*PROBLEM TO SOLVE*
How many lines of the records below contain the string "island"? Case counts, and your answer should be the number alone.

*SOURCE DATA*
┏━━

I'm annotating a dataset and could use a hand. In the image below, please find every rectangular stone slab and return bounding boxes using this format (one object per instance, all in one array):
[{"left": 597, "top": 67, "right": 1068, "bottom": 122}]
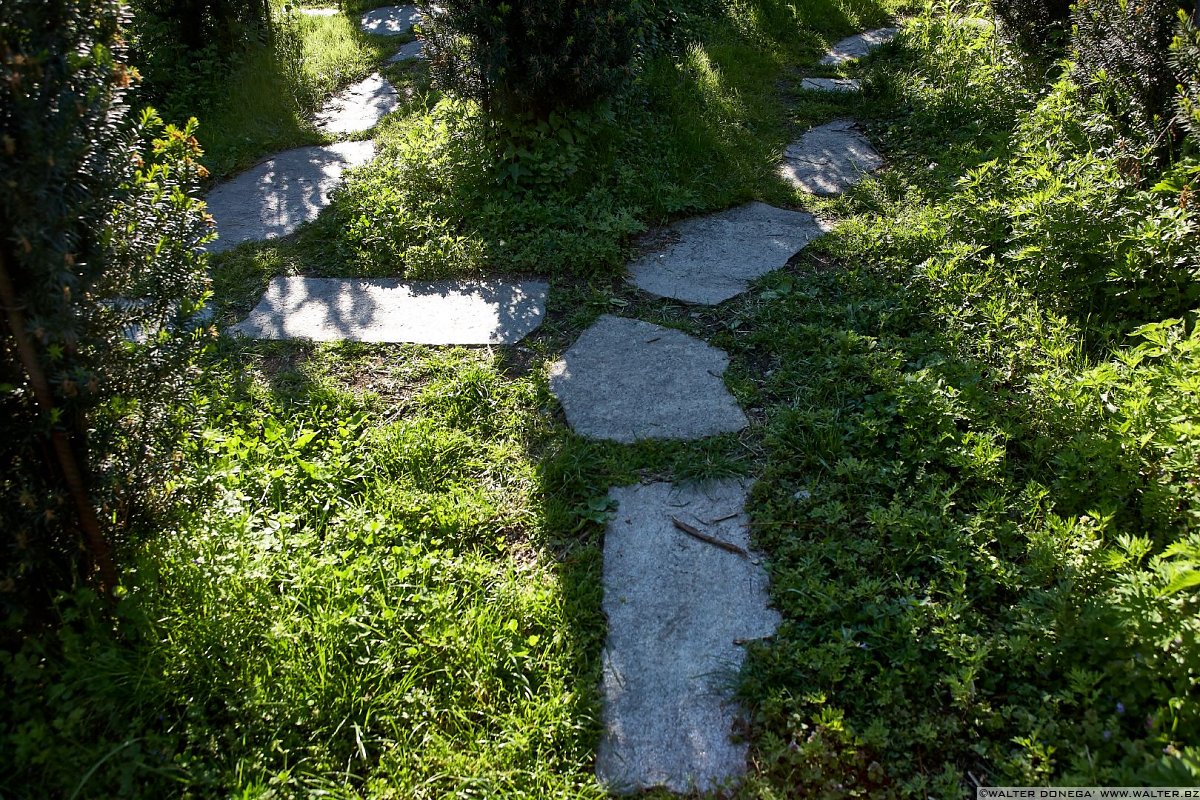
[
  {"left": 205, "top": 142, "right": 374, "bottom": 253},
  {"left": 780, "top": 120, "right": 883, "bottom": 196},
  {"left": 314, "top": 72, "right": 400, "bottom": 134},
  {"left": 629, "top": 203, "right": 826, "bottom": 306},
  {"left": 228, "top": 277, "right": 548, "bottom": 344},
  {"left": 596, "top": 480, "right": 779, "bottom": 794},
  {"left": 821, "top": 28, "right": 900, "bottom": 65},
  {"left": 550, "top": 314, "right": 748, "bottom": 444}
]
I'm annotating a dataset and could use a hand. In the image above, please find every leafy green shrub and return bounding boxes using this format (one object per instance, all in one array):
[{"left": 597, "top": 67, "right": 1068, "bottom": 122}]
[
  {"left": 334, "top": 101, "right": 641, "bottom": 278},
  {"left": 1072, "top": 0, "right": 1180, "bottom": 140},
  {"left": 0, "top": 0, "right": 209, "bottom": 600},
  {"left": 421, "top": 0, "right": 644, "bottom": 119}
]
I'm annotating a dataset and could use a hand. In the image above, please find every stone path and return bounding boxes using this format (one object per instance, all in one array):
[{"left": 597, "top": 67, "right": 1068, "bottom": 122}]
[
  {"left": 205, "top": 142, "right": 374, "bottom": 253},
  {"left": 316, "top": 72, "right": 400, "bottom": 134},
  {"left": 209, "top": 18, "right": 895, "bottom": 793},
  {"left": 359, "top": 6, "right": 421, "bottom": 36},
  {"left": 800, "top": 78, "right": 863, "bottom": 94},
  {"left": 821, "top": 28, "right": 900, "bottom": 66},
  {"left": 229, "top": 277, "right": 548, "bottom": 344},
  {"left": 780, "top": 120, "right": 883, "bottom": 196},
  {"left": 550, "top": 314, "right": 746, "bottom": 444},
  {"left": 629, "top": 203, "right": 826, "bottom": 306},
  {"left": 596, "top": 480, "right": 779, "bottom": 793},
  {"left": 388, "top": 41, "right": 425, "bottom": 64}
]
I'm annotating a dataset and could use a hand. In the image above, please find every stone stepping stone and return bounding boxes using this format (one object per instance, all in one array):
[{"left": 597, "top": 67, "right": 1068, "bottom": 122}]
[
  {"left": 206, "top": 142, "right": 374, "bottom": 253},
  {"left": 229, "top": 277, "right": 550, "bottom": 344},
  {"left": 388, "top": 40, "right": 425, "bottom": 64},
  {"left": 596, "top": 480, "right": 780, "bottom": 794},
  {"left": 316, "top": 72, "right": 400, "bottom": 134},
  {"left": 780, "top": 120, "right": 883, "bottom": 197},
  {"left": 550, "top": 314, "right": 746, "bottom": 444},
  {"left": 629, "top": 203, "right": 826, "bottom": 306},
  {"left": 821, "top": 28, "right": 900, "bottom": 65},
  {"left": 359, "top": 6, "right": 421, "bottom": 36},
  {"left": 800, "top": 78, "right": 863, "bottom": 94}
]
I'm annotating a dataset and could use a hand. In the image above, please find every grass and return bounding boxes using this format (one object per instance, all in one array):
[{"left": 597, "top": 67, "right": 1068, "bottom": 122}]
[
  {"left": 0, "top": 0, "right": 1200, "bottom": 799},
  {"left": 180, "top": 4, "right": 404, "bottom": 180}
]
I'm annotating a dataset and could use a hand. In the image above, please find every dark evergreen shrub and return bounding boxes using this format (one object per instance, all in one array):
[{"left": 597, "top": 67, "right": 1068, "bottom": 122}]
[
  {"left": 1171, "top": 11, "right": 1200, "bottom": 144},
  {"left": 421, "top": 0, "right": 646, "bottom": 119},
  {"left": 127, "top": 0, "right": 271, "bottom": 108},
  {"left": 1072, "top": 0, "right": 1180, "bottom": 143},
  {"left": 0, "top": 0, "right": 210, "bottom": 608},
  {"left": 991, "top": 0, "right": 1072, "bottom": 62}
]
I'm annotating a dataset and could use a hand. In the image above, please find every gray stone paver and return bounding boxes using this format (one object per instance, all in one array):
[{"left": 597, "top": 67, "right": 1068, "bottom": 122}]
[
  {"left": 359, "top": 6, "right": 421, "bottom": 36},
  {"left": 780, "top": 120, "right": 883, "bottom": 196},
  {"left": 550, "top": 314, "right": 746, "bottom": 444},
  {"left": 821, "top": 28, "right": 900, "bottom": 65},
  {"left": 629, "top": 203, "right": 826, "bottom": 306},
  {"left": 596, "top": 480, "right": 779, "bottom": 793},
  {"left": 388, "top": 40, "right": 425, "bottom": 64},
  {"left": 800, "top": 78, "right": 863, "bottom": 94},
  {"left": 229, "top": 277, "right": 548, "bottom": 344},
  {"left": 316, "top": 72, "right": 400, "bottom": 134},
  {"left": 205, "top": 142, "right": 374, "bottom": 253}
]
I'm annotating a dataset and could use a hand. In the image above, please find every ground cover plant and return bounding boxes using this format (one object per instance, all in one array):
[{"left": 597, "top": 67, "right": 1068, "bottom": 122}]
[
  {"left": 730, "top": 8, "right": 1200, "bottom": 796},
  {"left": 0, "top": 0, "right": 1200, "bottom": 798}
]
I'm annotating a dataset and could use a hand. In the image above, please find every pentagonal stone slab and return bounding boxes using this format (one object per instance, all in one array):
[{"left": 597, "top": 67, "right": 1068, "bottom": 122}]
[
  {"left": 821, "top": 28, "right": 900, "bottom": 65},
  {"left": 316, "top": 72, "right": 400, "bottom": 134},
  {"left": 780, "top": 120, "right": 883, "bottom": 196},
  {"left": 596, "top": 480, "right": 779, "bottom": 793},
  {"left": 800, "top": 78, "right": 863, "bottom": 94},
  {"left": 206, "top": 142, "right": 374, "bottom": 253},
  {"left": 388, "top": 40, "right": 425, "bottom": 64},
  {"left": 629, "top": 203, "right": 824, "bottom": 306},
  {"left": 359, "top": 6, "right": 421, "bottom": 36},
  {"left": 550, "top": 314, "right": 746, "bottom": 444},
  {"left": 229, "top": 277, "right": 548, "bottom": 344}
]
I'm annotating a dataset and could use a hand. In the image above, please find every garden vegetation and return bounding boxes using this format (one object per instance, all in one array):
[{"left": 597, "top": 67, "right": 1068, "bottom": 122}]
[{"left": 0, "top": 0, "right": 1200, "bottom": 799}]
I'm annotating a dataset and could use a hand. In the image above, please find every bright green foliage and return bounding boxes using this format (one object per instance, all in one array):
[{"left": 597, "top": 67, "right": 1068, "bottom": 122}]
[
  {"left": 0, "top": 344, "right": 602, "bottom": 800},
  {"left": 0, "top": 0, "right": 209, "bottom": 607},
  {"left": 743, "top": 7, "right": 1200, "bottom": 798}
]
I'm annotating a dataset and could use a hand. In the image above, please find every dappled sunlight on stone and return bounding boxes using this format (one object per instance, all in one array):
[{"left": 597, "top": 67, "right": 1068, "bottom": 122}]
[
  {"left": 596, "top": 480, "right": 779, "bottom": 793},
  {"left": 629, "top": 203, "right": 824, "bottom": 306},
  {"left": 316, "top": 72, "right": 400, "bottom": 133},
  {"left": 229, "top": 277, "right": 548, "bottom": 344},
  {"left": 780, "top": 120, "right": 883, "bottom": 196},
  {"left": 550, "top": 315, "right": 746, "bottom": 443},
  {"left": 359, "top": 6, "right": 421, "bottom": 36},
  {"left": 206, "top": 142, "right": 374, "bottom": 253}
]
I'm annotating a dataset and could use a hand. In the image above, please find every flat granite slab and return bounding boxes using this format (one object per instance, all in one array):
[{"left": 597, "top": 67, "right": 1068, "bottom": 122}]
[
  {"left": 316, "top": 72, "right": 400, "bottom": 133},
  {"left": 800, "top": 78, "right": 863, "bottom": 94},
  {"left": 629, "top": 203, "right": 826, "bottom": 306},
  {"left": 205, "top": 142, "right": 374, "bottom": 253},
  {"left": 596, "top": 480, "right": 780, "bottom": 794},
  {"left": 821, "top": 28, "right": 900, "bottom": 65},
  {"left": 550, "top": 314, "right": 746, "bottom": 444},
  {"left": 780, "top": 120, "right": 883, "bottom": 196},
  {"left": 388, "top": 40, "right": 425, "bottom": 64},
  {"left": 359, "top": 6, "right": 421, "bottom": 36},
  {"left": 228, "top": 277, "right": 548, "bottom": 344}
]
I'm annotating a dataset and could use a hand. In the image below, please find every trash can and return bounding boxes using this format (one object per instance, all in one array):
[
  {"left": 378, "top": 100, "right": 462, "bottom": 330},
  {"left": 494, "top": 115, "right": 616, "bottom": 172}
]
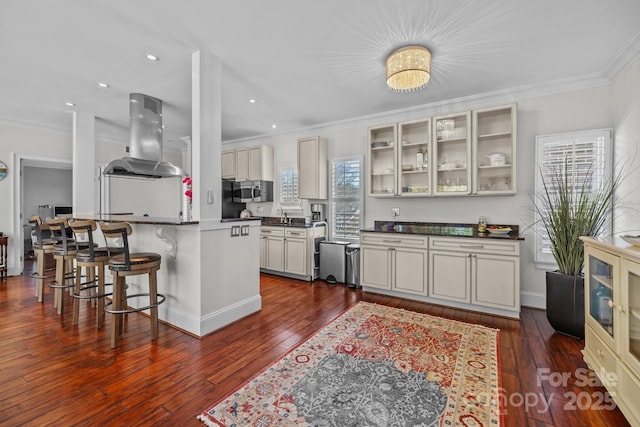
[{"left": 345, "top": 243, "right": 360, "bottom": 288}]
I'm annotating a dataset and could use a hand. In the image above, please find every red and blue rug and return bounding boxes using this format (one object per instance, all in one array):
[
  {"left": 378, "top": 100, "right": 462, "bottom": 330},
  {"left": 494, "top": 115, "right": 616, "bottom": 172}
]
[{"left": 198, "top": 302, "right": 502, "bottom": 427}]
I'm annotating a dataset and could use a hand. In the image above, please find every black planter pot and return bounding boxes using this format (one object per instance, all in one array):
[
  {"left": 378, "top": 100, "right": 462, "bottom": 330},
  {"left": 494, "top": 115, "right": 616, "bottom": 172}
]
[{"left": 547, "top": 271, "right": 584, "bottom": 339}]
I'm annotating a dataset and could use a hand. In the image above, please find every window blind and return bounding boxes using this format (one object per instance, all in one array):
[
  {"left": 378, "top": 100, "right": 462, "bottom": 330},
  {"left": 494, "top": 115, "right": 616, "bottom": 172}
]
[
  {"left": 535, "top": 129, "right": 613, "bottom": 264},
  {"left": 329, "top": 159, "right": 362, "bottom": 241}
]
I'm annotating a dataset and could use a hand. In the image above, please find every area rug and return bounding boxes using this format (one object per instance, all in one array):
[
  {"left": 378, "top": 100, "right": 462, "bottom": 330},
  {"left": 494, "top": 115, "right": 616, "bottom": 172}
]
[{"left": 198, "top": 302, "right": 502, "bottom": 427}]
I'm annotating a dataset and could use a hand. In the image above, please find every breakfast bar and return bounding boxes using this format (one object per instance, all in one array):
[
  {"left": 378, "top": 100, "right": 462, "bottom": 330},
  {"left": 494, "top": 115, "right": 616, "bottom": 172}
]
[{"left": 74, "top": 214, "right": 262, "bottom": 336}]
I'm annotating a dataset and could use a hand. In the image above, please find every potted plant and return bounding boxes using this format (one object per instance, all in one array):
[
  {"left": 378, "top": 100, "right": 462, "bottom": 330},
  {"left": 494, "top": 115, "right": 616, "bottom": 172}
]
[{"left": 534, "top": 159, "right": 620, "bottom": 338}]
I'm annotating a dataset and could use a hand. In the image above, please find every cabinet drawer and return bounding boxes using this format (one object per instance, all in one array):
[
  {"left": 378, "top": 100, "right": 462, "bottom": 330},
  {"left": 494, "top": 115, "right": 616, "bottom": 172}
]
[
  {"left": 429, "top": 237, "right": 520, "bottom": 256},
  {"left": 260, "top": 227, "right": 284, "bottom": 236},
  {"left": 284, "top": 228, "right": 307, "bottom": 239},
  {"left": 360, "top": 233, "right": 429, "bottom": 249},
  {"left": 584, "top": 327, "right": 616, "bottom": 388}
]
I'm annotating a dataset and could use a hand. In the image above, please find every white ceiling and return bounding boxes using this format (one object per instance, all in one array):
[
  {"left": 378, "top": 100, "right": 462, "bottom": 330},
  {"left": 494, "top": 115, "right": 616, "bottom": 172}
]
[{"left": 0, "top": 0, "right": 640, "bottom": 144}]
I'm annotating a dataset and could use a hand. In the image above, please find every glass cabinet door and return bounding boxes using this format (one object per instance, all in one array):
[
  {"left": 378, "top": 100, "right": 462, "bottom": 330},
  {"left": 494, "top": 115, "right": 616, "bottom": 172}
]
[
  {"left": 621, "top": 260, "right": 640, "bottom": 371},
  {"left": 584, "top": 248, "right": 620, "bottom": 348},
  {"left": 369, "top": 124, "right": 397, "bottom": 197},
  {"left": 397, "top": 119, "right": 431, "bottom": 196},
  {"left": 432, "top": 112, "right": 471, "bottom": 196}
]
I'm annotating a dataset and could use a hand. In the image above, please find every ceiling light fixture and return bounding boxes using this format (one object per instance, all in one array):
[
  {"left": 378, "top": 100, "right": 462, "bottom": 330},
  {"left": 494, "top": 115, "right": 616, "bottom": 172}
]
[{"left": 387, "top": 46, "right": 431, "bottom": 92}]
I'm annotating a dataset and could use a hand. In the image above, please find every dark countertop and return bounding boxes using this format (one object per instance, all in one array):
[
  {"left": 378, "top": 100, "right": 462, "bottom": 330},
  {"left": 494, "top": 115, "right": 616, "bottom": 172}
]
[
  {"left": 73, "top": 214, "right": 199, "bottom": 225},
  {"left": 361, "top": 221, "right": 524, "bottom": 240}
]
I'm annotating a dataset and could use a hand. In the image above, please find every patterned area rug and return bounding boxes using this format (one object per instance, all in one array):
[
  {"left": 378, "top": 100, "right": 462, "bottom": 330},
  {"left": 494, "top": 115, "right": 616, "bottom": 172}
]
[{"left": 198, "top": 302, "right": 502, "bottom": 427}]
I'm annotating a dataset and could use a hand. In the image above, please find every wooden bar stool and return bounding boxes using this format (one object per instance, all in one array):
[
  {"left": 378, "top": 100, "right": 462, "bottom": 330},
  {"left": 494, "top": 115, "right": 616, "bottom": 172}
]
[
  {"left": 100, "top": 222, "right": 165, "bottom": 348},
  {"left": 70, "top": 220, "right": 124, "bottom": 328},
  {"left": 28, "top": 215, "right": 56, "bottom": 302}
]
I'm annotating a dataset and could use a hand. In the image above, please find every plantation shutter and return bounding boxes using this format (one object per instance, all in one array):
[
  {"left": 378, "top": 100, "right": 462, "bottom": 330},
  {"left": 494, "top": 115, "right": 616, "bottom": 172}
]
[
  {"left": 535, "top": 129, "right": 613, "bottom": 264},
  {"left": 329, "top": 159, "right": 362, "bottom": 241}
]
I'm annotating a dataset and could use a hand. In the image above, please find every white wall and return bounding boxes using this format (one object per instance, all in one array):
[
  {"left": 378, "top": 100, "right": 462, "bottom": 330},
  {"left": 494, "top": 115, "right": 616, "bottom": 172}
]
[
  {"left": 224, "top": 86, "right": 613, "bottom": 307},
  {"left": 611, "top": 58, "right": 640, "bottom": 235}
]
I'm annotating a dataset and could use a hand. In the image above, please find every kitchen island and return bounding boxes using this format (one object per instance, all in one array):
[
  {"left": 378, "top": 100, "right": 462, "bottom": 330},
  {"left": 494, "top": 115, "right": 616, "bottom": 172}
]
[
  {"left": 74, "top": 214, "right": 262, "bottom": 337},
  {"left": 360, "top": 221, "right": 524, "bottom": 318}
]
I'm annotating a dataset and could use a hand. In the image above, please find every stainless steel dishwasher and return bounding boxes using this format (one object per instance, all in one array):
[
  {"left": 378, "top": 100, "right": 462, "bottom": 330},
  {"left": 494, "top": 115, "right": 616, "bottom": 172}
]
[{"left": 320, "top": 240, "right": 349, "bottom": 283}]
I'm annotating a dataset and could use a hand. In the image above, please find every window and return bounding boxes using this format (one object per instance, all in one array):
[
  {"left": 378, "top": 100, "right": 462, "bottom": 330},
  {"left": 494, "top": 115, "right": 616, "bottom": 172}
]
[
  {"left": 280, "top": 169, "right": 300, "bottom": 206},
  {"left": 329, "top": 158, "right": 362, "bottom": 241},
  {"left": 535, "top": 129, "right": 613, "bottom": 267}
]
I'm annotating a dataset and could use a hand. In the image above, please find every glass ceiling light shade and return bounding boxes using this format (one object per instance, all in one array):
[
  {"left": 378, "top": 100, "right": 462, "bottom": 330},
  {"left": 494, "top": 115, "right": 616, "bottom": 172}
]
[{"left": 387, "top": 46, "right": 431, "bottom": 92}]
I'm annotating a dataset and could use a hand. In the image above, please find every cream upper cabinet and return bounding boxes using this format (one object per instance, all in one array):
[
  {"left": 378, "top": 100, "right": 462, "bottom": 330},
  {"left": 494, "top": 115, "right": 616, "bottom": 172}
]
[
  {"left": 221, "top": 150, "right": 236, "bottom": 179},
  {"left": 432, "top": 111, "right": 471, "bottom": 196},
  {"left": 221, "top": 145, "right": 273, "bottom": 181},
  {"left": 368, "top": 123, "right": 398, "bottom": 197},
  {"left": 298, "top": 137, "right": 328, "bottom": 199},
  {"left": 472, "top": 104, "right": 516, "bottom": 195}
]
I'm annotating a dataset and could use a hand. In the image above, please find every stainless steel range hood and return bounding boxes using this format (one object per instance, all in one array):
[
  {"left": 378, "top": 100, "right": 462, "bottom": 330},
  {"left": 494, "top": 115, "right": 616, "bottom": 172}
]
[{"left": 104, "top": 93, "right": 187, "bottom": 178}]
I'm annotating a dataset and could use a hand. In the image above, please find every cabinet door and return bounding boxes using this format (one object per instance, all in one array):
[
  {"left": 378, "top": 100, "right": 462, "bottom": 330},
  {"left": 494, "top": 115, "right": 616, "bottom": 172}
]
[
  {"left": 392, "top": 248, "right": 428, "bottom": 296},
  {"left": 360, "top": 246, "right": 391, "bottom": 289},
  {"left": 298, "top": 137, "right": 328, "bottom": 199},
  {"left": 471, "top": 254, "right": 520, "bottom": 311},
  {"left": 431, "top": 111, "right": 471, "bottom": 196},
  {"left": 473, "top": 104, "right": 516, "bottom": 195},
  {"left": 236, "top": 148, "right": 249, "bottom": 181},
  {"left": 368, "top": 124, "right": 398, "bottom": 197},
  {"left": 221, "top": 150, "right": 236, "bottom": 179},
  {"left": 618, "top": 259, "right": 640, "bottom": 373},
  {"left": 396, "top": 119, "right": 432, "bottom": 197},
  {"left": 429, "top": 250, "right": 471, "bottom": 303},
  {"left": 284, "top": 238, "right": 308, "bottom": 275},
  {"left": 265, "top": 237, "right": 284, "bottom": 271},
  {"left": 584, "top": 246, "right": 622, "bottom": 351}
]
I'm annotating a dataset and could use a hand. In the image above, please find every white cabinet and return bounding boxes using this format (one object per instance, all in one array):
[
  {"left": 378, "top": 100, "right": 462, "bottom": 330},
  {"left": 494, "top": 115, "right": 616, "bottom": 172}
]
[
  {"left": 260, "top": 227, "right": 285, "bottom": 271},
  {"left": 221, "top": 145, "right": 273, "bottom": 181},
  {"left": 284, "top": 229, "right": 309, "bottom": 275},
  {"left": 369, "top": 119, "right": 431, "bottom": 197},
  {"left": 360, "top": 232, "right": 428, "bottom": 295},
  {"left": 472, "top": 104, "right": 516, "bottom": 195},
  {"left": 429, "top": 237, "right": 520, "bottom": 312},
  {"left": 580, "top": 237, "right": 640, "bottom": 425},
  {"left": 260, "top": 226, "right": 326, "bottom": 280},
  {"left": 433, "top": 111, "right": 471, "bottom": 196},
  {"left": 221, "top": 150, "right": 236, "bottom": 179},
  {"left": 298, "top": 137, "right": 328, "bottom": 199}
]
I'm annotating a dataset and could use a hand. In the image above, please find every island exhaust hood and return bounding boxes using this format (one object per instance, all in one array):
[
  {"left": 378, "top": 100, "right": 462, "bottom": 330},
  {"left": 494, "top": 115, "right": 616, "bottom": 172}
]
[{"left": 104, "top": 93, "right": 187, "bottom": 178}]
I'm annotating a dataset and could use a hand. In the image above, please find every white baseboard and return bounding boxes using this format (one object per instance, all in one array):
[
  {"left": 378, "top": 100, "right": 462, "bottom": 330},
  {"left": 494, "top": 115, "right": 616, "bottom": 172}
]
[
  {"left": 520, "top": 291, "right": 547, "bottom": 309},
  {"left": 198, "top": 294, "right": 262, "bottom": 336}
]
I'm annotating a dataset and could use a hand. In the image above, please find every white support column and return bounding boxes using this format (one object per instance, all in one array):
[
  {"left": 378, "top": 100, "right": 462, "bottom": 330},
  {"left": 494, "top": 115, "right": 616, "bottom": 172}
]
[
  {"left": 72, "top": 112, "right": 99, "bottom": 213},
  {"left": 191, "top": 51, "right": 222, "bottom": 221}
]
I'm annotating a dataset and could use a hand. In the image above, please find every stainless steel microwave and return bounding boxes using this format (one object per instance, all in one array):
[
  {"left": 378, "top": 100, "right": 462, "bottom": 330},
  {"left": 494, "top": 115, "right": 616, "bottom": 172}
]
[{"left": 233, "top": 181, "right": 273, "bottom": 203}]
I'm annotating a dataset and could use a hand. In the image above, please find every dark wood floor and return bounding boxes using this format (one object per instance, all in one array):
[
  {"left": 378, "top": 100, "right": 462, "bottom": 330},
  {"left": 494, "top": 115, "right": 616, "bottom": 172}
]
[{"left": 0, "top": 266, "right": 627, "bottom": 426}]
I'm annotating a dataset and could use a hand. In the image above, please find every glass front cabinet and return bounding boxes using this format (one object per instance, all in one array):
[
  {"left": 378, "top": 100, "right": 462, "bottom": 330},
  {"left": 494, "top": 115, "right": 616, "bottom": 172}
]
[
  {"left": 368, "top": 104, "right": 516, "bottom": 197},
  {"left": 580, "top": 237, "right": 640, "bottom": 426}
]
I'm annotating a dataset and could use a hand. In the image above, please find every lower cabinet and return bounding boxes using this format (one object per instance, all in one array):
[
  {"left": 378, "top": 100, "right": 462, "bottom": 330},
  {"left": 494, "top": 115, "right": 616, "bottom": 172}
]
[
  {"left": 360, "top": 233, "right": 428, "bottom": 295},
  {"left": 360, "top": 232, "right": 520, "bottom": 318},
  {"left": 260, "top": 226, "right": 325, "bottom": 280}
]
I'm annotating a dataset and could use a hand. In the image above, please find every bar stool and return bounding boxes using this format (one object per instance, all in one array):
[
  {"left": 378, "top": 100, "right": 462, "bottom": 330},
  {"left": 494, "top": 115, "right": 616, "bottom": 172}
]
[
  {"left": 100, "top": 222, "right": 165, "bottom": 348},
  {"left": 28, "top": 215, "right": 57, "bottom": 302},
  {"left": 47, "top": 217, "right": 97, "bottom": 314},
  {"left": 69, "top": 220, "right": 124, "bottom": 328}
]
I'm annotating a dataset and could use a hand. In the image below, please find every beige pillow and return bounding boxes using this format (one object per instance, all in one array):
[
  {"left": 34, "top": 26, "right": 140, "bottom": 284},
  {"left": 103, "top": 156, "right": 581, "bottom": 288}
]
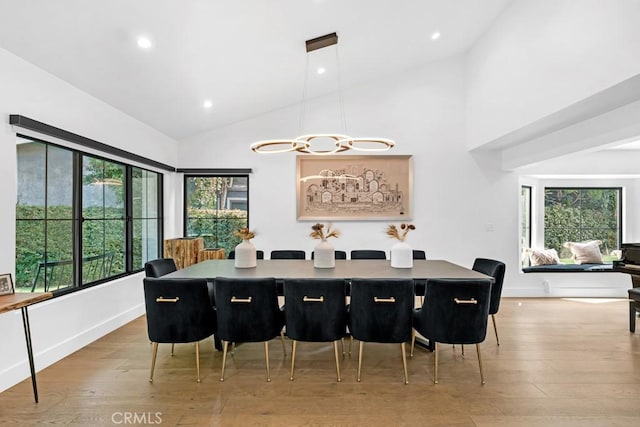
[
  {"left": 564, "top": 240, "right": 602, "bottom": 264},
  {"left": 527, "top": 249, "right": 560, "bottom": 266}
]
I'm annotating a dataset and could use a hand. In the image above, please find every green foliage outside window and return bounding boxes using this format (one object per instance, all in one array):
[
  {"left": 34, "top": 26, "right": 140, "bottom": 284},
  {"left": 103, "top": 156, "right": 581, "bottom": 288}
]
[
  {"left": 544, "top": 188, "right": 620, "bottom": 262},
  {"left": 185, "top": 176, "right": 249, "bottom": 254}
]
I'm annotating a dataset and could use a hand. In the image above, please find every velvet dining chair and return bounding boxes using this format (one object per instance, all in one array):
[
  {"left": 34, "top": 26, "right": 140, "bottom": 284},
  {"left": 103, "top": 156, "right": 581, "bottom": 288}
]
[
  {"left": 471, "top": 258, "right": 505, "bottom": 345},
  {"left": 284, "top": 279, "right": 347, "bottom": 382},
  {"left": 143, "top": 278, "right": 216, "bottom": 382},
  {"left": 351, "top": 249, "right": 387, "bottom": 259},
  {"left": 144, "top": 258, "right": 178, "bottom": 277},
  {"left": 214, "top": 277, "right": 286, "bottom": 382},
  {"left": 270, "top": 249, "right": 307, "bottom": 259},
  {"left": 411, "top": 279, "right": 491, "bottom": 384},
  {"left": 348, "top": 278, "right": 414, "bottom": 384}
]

┗━━

*EXERCISE ANSWER*
2